Decidono gli attivisti o comanda Grillo? Come vengono scelti i candidati? Qual è il ruolo di Casaleggio? 'L'Espresso' ha messo a confronto uno dei fondatori del movimento - oggi in polemica con il comico genovese - e uno dei suoi esponenti più aperti, consigliere comunale a Torino
(30 maggio 2012)
Vignandel: Una buona idea si è trasformata in una strategia di marketing, attuata con il ricatto. Bertola: Siamo la realtà politica più trasparente del mondo, ogni dibattito avviene in Internet
Democrazia diretta dal basso, trasparenza radicale: gli attivisti
del Movimento 5 Stelle ne hanno fatto le parole d'ordine nella
rivolta contro la Casta e i partiti. Racchiuse in uno slogan:
«Ognuno vale uno».
Ma è davvero così, o qualcuno - parafrasando l'orwelliana
'Fattoria degli Animali' - è più uno degli altri? Loro dicono che
Beppe Grillo e il suo uomo marketing, Gianroberto Casaleggio, non
intervengono nelle decisioni dei gruppi locali, che il comico non è
che un 'megafono', e si offendono se li chiami 'grillini'. Ma
l'attivista Daniele Vignandel, un negozio di informatica e un
passato da ufficiale nell'areonautica, racconta una storia ben
diversa. Che risale ai primi esperimenti di liste civiche ispirate
a Grillo. Ma giunge fino a oggi. «Parli con uno di quelli che ha
fondato il Movimento 5 Stelle», dice Vignandel, che attualmente
prosegue il suo impegno nelle Agende Rosse di Salvatore Borsellino.
___
= Consegna a =
Conta quante righe dei record contengono la stringa "facade", distinguendo tra maiuscole e minuscole, e scrivi soltanto il numero.
L'articolo sul Movimento 5 Stelle e i record costituiscono materiali distinti e indipendenti.
___
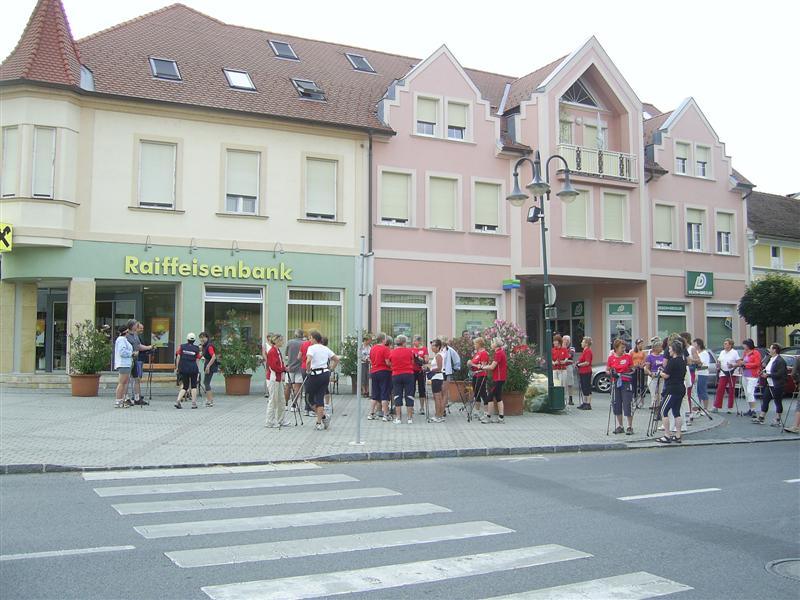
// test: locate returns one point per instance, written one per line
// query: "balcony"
(600, 163)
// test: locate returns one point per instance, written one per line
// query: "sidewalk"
(42, 430)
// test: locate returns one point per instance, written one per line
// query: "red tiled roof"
(46, 51)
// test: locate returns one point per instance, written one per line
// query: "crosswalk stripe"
(391, 576)
(206, 557)
(191, 471)
(293, 520)
(633, 586)
(211, 486)
(141, 508)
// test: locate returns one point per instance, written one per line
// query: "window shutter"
(43, 161)
(395, 188)
(242, 177)
(321, 187)
(10, 161)
(613, 216)
(427, 110)
(442, 203)
(487, 200)
(663, 223)
(575, 213)
(157, 174)
(456, 115)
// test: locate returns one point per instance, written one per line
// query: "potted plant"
(89, 354)
(239, 356)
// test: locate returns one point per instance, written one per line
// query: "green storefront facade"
(172, 291)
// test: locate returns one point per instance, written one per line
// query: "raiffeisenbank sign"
(175, 267)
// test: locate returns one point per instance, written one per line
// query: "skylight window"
(283, 50)
(359, 63)
(239, 80)
(308, 89)
(163, 68)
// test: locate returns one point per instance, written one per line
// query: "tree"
(771, 301)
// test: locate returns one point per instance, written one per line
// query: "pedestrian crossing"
(374, 519)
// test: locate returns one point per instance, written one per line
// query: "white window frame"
(459, 216)
(731, 234)
(412, 199)
(703, 228)
(675, 230)
(501, 207)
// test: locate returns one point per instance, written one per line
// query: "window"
(695, 219)
(578, 94)
(475, 312)
(663, 221)
(241, 182)
(487, 206)
(395, 198)
(724, 233)
(427, 116)
(576, 216)
(564, 132)
(456, 121)
(682, 158)
(442, 202)
(308, 89)
(703, 156)
(157, 164)
(319, 309)
(239, 80)
(10, 168)
(44, 156)
(223, 304)
(405, 313)
(283, 50)
(321, 188)
(163, 68)
(359, 63)
(614, 217)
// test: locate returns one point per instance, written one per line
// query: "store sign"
(174, 266)
(699, 283)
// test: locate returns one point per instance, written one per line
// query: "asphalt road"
(536, 522)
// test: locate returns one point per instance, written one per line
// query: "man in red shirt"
(499, 370)
(380, 376)
(401, 360)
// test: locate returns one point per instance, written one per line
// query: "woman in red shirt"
(584, 365)
(499, 369)
(476, 364)
(620, 367)
(401, 360)
(380, 376)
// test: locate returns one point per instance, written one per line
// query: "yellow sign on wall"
(6, 237)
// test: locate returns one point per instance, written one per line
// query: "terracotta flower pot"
(237, 385)
(85, 385)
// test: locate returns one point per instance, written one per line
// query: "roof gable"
(46, 51)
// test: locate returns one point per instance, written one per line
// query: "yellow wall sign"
(172, 265)
(6, 237)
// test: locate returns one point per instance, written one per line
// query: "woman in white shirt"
(123, 358)
(726, 380)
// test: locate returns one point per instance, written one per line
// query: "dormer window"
(578, 94)
(283, 50)
(239, 80)
(164, 68)
(308, 89)
(359, 63)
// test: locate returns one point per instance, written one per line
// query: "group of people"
(396, 371)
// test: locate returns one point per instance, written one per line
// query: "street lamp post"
(540, 188)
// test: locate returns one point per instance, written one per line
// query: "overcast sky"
(732, 57)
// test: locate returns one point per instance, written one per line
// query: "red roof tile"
(46, 51)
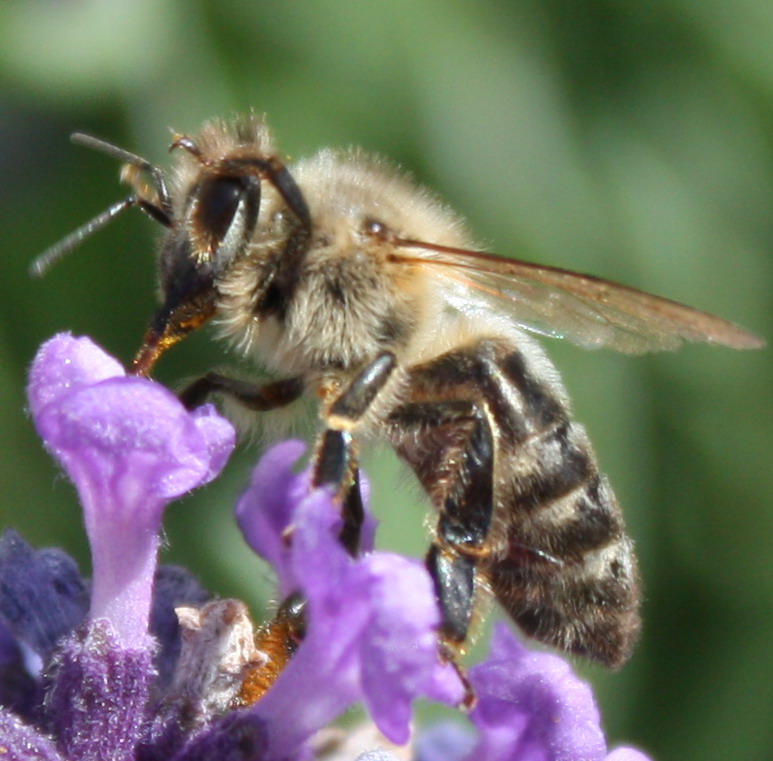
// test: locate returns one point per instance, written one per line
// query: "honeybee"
(351, 284)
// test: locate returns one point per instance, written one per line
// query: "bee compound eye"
(375, 228)
(225, 215)
(218, 202)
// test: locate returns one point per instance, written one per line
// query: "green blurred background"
(630, 140)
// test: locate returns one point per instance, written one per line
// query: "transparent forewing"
(586, 310)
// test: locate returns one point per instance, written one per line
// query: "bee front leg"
(335, 463)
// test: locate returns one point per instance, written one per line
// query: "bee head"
(212, 230)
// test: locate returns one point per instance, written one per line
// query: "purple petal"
(627, 754)
(20, 742)
(18, 688)
(239, 737)
(372, 624)
(64, 364)
(42, 596)
(531, 707)
(265, 510)
(129, 446)
(98, 695)
(445, 741)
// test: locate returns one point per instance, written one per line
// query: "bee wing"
(586, 310)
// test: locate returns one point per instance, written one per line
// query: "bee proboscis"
(349, 283)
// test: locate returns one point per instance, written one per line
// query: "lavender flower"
(107, 672)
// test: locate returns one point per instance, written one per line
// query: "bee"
(352, 285)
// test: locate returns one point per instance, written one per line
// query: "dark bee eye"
(217, 204)
(224, 216)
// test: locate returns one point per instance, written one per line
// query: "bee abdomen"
(565, 569)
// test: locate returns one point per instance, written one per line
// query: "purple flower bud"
(130, 447)
(372, 621)
(532, 707)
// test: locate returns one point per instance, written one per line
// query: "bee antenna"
(51, 255)
(127, 157)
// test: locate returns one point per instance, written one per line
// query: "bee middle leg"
(336, 457)
(259, 398)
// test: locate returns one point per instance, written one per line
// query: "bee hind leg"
(456, 452)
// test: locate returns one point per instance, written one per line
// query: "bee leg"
(259, 398)
(336, 459)
(465, 499)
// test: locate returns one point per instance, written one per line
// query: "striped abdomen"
(561, 563)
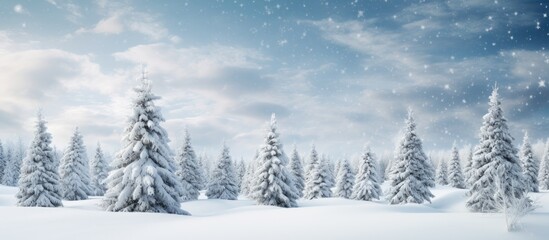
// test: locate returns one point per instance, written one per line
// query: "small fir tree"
(367, 185)
(223, 180)
(188, 171)
(297, 172)
(99, 172)
(543, 177)
(39, 183)
(412, 173)
(455, 176)
(345, 180)
(316, 185)
(530, 165)
(73, 169)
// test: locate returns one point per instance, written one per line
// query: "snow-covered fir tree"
(497, 179)
(468, 169)
(530, 165)
(99, 170)
(39, 183)
(316, 183)
(455, 175)
(345, 180)
(273, 184)
(12, 168)
(2, 161)
(543, 177)
(442, 173)
(73, 169)
(367, 183)
(143, 177)
(297, 172)
(240, 172)
(411, 174)
(223, 183)
(188, 170)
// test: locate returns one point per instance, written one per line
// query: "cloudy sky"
(338, 74)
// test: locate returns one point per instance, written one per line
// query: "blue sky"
(338, 74)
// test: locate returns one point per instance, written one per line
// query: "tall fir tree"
(497, 176)
(543, 177)
(223, 183)
(273, 184)
(455, 175)
(2, 162)
(39, 183)
(99, 170)
(73, 170)
(345, 180)
(188, 171)
(412, 172)
(442, 173)
(367, 186)
(143, 177)
(530, 165)
(316, 185)
(297, 172)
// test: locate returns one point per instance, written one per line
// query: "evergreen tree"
(316, 185)
(188, 171)
(273, 184)
(297, 172)
(543, 177)
(39, 183)
(497, 176)
(442, 173)
(2, 162)
(367, 186)
(223, 182)
(73, 169)
(412, 173)
(345, 180)
(99, 172)
(455, 176)
(143, 178)
(468, 169)
(530, 165)
(240, 172)
(12, 169)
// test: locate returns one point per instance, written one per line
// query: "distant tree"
(455, 176)
(442, 173)
(543, 177)
(39, 183)
(73, 169)
(2, 161)
(297, 172)
(223, 183)
(143, 177)
(497, 179)
(468, 169)
(412, 173)
(316, 185)
(188, 171)
(345, 180)
(367, 186)
(99, 170)
(530, 165)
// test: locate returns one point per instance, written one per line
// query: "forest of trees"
(147, 176)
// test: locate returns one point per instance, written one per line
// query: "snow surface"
(328, 218)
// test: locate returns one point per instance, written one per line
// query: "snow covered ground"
(334, 218)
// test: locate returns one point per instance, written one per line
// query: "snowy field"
(334, 218)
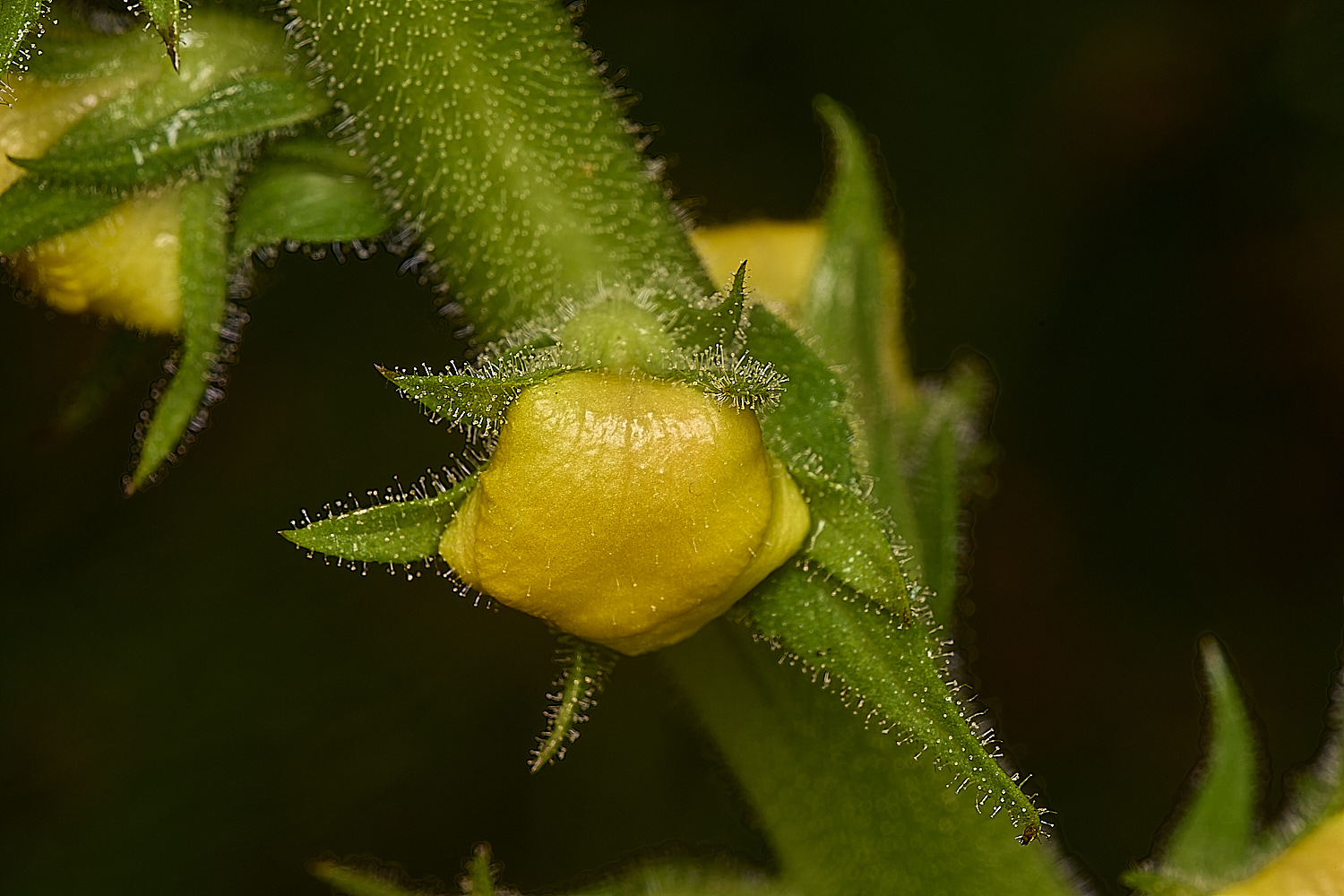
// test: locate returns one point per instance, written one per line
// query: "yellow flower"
(1311, 866)
(123, 266)
(625, 509)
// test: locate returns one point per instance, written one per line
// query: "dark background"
(1134, 211)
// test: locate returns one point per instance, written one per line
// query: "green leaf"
(809, 432)
(583, 675)
(852, 303)
(476, 400)
(400, 530)
(295, 201)
(685, 877)
(739, 381)
(18, 19)
(201, 134)
(941, 458)
(728, 316)
(518, 225)
(203, 280)
(1214, 836)
(1212, 842)
(166, 18)
(809, 427)
(849, 543)
(847, 809)
(892, 675)
(34, 210)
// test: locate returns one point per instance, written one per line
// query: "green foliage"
(513, 167)
(1211, 844)
(890, 675)
(585, 668)
(166, 16)
(476, 400)
(847, 807)
(402, 530)
(144, 137)
(523, 180)
(32, 211)
(311, 191)
(18, 21)
(203, 268)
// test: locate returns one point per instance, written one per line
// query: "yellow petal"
(123, 266)
(625, 509)
(43, 110)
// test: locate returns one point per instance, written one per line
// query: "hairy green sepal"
(890, 675)
(1212, 842)
(400, 530)
(166, 18)
(203, 280)
(308, 191)
(116, 147)
(32, 211)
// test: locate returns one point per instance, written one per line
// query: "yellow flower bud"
(625, 509)
(123, 266)
(1311, 866)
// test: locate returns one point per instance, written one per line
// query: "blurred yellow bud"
(625, 509)
(123, 266)
(1311, 866)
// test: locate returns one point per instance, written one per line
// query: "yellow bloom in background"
(625, 509)
(780, 257)
(43, 110)
(1311, 866)
(123, 266)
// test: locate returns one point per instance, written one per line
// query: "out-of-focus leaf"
(1214, 836)
(585, 668)
(1311, 866)
(32, 210)
(288, 201)
(166, 18)
(1212, 842)
(357, 882)
(685, 877)
(890, 675)
(809, 433)
(18, 18)
(182, 140)
(941, 457)
(854, 301)
(798, 755)
(400, 530)
(478, 400)
(203, 276)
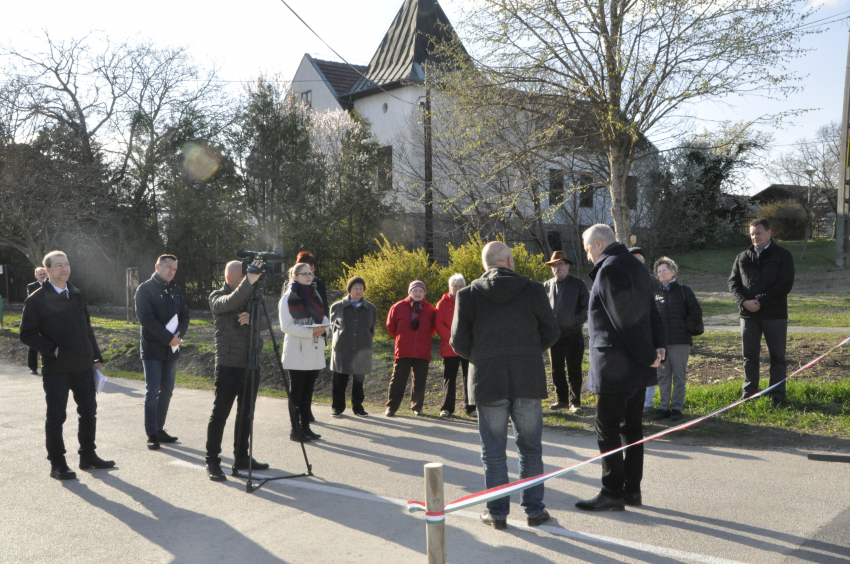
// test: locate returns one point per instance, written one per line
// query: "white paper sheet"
(99, 381)
(172, 326)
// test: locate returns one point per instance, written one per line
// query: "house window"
(586, 190)
(556, 187)
(631, 192)
(385, 171)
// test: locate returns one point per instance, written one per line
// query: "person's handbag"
(699, 328)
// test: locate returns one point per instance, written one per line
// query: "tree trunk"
(619, 205)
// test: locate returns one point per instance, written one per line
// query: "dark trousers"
(618, 422)
(340, 382)
(230, 385)
(450, 366)
(775, 333)
(301, 383)
(398, 382)
(56, 388)
(569, 351)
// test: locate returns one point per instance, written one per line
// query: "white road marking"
(557, 531)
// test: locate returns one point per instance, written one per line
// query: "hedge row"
(390, 270)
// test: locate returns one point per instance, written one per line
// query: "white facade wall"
(307, 78)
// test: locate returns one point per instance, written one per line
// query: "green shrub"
(389, 271)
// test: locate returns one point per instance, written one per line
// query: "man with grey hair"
(56, 323)
(626, 346)
(502, 324)
(232, 324)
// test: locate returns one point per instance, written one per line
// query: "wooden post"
(434, 502)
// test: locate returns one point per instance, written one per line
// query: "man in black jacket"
(568, 297)
(232, 324)
(502, 324)
(626, 346)
(55, 322)
(762, 278)
(40, 277)
(160, 302)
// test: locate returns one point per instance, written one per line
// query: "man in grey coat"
(232, 321)
(503, 324)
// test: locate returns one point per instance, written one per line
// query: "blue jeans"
(527, 417)
(159, 385)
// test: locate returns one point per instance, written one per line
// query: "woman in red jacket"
(411, 323)
(451, 360)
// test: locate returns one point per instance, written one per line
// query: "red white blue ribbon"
(524, 484)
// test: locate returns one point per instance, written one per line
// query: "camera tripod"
(257, 303)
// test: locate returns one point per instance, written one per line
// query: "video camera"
(272, 260)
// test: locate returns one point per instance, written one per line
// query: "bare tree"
(612, 72)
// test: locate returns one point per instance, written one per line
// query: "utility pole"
(842, 215)
(429, 194)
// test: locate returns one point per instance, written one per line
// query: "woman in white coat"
(303, 346)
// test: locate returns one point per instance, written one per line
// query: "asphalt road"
(712, 505)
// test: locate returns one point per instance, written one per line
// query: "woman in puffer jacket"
(682, 317)
(301, 310)
(451, 360)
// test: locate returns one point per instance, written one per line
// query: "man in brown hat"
(568, 297)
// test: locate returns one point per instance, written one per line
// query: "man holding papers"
(55, 322)
(164, 318)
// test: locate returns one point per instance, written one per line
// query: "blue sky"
(251, 36)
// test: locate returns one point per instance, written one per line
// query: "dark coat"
(503, 323)
(231, 337)
(33, 287)
(353, 331)
(680, 312)
(157, 302)
(50, 321)
(571, 309)
(767, 278)
(624, 325)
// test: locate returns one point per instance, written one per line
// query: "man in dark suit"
(568, 297)
(55, 321)
(626, 346)
(40, 277)
(158, 301)
(502, 324)
(762, 278)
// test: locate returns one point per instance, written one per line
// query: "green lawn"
(820, 257)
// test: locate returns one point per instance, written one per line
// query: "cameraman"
(232, 325)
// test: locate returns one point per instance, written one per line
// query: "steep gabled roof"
(408, 43)
(340, 76)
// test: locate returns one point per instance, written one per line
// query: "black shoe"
(215, 473)
(298, 437)
(661, 414)
(539, 520)
(242, 464)
(602, 503)
(94, 461)
(488, 519)
(309, 433)
(164, 437)
(633, 499)
(60, 471)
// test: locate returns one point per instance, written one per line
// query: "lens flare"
(200, 162)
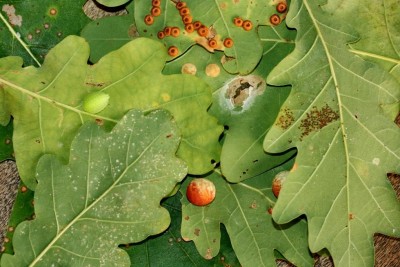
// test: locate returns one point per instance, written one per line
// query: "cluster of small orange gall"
(189, 24)
(247, 25)
(155, 12)
(276, 19)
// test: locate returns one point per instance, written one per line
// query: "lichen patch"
(242, 90)
(14, 19)
(316, 119)
(285, 119)
(213, 70)
(189, 68)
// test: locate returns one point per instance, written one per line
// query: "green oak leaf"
(108, 194)
(169, 249)
(6, 146)
(244, 210)
(22, 210)
(346, 144)
(218, 16)
(107, 34)
(247, 119)
(46, 102)
(378, 25)
(30, 28)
___
= Consegna b =
Continua l'articolo sul Movimento 5 Stelle partendo dopo l'ultima frase riportata.

= Risposta a =
2

= Risposta b =
E lancia un appello: «E' ora che li fermiate, perché Casaleggio e
Grillo stanno prendendo per il culo la gente, come il più becero
dei partiti».
'L'Espresso' lo ha intervistato, qui di seguito, facendo seguire
le sue accuse alle repliche di Vittorio Bertola, consigliere
comunale a Torino per il M5S.
L'intervista a Daniele Vignandel
Daniele Vignandel
Vignandel, come è nato il suo
impegno in quello che sarebbe poi diventato il M5S?
«Già nel 2007 dicevo che si doveva organizzare una lista civica.
Avevo fatto dei sondaggi, aperto un meetup apposito, il 635 qui in
Friuli (Vignandel è di Pordenone, ndr), per cercare di portare
avanti un progetto del genere per le regionali del 2008. Siamo
riusciti a mettere insieme una squadra, ma Beppe si è incazzato
nero perché ha detto che eravamo troppo in anticipo, che non andava
bene. Non riuscivamo a capire il perché. In Sicilia c'era Sonia
Alfano, a Roma Serenetta Monti. E poi c'erano altre 16 liste
civiche in giro per l'Italia. Noi abbiamo fallito la raccolta delle
firme per 120-130 firme».
Questo prima che nascesse il M5S...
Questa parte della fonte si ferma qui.